**BRIEF**
Locate the line that contains "the car front". Print it and each following line through the end of the listing, verbatim, and nothing more.

**INFORMATION GIVEN**
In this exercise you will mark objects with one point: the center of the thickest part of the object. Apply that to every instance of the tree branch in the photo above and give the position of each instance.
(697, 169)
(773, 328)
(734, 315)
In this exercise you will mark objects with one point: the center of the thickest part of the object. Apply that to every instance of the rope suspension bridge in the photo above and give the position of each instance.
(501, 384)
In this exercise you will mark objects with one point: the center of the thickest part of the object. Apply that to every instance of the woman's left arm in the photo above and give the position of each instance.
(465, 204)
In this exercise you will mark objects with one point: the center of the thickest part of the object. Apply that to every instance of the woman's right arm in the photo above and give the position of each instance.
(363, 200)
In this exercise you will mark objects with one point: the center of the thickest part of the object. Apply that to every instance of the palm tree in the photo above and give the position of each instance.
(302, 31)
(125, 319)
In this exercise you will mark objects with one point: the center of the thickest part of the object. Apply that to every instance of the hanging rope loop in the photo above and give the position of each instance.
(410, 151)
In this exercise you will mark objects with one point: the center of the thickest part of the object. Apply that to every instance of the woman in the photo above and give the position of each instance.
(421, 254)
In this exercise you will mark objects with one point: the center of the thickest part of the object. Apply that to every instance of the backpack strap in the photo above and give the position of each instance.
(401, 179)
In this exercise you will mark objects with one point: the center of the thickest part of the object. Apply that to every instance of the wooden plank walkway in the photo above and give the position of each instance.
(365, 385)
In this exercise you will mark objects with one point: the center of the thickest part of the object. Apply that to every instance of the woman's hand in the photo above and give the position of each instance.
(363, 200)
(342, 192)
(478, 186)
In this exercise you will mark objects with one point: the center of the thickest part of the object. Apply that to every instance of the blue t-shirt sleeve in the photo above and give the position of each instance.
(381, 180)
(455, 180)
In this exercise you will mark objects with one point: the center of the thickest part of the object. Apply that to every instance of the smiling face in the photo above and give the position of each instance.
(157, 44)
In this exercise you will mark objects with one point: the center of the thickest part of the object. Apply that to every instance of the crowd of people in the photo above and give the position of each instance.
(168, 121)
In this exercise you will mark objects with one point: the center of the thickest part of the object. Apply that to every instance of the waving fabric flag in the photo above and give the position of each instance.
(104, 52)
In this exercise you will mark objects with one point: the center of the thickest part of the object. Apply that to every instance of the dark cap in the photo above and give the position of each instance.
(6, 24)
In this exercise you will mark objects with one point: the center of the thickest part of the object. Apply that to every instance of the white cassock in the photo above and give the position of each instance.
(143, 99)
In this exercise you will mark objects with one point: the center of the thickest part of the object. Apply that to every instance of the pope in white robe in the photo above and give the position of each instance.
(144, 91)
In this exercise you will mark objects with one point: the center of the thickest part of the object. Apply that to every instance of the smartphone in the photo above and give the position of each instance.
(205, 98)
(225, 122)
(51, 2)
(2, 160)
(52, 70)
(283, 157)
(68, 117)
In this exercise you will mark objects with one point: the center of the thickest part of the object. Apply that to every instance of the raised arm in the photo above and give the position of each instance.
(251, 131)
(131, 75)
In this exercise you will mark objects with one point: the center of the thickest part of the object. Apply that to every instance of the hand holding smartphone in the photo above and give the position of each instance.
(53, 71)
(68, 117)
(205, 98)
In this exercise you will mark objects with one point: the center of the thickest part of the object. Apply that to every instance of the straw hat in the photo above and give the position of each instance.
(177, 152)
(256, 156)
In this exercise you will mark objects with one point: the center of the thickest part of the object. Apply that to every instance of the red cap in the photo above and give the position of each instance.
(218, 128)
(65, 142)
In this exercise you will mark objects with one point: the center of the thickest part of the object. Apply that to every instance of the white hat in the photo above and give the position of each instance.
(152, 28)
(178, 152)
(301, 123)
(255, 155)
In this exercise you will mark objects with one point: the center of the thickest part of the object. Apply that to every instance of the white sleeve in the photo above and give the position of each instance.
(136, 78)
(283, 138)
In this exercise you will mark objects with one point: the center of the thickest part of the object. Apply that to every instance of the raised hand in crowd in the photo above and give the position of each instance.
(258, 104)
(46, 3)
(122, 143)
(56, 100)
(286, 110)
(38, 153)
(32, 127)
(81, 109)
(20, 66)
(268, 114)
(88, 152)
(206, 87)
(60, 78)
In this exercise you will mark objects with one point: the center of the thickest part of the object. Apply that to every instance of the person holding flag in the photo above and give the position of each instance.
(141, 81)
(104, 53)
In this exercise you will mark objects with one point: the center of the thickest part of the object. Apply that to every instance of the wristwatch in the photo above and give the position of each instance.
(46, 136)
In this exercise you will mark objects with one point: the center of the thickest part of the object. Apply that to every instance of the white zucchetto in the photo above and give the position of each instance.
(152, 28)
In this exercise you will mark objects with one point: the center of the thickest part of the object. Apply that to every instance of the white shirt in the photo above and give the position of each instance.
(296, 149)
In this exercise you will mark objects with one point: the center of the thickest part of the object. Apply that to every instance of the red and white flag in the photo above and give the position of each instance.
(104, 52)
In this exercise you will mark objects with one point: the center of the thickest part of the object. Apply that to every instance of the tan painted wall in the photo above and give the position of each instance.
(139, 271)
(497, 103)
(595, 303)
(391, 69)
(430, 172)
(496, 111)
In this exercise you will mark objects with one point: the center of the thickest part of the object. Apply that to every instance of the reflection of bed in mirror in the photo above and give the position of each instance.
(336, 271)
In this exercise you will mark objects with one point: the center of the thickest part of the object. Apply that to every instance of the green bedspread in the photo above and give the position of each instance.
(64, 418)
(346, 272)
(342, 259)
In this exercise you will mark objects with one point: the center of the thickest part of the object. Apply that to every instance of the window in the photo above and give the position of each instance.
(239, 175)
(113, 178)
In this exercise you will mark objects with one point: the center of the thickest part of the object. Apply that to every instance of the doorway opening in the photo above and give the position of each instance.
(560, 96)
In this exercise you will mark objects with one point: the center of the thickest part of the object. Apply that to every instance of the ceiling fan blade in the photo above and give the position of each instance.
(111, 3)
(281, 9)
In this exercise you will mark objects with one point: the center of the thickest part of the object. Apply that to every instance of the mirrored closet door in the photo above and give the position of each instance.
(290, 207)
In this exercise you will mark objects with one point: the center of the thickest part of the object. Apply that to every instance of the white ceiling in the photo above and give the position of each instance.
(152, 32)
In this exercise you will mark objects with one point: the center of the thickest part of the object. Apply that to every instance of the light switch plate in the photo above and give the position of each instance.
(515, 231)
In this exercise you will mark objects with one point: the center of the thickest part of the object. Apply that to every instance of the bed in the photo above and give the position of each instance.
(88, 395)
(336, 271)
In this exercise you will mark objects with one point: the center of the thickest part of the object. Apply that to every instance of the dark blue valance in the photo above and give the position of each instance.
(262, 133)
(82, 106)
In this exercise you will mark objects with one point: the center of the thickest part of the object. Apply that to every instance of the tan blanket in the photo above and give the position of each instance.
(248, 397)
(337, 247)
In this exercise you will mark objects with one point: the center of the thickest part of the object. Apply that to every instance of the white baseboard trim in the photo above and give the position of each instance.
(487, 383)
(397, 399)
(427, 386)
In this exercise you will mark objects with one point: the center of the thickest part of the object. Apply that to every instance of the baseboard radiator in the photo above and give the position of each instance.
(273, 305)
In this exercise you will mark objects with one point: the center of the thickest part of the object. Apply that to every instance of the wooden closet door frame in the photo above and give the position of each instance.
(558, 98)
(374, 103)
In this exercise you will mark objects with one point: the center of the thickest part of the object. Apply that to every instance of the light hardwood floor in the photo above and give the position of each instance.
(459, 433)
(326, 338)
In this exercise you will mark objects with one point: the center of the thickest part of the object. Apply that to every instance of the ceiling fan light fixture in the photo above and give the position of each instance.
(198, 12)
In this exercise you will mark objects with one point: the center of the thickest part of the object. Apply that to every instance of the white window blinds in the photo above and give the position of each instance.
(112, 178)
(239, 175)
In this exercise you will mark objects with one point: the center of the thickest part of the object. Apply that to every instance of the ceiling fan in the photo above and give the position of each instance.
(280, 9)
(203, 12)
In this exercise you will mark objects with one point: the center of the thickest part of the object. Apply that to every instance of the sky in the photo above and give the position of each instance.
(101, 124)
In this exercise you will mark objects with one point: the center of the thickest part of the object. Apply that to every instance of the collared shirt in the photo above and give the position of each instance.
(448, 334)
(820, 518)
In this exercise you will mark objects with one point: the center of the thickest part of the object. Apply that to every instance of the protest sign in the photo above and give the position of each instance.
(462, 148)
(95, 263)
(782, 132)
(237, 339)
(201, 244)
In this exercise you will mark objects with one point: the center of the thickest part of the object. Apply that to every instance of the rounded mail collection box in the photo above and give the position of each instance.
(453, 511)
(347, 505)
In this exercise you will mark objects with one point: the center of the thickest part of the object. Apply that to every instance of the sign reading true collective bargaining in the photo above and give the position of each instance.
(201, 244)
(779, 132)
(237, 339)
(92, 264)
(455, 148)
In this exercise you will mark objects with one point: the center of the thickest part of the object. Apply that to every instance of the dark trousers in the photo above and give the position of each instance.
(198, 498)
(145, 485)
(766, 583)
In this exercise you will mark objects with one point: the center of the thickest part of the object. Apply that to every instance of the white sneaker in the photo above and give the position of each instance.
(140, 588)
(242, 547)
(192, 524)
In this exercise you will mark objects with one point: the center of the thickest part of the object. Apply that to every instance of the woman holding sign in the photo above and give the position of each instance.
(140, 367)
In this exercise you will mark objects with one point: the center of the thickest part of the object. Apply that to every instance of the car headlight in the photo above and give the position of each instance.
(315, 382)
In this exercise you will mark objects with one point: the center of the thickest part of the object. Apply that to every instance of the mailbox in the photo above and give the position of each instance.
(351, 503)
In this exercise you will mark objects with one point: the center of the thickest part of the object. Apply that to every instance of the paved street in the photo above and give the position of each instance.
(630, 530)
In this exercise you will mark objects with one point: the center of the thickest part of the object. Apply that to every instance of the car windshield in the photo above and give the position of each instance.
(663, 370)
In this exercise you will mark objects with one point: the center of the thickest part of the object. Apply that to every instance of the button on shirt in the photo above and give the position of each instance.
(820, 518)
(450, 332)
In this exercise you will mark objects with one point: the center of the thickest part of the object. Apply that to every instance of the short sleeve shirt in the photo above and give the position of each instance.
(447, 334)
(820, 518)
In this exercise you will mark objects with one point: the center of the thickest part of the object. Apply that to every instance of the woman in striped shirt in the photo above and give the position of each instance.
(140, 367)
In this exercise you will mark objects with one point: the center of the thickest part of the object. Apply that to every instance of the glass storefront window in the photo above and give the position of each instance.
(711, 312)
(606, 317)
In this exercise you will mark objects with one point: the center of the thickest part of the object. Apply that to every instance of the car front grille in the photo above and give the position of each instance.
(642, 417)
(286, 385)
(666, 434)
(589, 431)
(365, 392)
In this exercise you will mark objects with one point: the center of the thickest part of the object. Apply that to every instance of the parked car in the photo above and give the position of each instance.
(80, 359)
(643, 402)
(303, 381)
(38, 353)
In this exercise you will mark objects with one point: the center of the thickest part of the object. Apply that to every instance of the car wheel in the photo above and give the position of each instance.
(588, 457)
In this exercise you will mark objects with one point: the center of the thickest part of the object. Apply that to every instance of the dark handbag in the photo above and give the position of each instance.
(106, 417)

**THE RESPONSE**
In this exercise you will mark objects with one point: the center of the thickest part of the object. Apply that to every instance of the car front grille in the photo above and give the position of each instance.
(642, 417)
(286, 385)
(666, 434)
(589, 431)
(365, 392)
In this exercise you will mark objects with one point: the center of the thickest part of the object. Apply that to every instance of the parked car in the photo above and give the position of each instance.
(80, 359)
(643, 402)
(303, 381)
(38, 353)
In this exercise you will mark objects with one point: the center of the thickest part of the object. Apply that to every instance of the car wheel in the photo above and give the position of each instance.
(588, 457)
In this exercise you will mark objects with one point: the center of the thickest part of the object. Apply that to every instance of the dark handbag in the photo above and give the position of each instance.
(106, 417)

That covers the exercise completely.